Text block:
Influenza B virus array design. The array consists of four identical subarrays. A solid circle indicates a spot containing printed oligoprobe; an open circle indicates a control spot containing no printed oligoprobe to assess background sample binding. Each subarray contained 40 oligoprobes (Table 1). The left part of each subarray contained 20 oligoprobes complementary to the Beijing strain; the right part contained 20 oligoprobes complementary to the Shangdong strain. The pairs of homologous oligoprobes of the Beijing and Shangdong strains were printed symmetrically across the vertical axis of a subarray. Each subarray consisted of four areas. Each area contained oligoprobes complementary to one of the four fluorescently labeled cDNA samples: B1, B2, S1, or S2 (see “Multiplex PCR and synthesis of Cy-5-labeled hybridization samples”). To assist in the visual presentation, the areas of oligoprobes complementary to the B1 and S1 samples are separated from the B2 and S2 samples.

FIG. 2.

[Referring-expression pointing data]
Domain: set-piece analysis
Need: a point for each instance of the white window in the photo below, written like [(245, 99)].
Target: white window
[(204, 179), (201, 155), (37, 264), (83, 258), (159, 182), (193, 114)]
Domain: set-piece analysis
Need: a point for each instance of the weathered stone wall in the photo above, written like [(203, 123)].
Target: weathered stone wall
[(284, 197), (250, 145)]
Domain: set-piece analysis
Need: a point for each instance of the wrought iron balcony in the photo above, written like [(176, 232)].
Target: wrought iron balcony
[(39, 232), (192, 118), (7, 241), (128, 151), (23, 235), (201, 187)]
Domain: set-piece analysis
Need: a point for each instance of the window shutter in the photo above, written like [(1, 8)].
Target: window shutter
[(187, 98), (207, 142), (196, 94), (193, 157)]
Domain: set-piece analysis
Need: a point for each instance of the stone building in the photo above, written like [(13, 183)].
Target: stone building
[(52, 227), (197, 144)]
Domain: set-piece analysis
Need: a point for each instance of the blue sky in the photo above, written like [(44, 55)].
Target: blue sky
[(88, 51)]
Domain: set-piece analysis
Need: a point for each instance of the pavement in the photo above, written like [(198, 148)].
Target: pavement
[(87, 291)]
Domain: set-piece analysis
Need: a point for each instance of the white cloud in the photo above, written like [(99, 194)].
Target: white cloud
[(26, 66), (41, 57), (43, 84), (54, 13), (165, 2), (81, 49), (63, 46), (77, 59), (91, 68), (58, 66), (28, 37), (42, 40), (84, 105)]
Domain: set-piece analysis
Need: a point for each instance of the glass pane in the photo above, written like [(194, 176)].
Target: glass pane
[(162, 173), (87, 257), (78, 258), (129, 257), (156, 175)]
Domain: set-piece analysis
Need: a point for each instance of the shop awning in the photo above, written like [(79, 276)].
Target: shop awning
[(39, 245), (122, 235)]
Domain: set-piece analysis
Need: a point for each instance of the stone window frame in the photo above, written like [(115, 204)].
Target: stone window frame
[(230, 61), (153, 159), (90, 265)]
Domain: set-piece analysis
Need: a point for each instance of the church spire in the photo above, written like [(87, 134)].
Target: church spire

Try it:
Answer these from the influenza B virus array description:
(a) How many identical subarrays make up the array?
(b) What does an open circle indicate?
(c) To which strain are the oligoprobes in the right part of each subarray complementary?

Answer area:
(a) Four.
(b) A control spot with no printed oligoprobe, used to assess background sample binding.
(c) The Shangdong strain.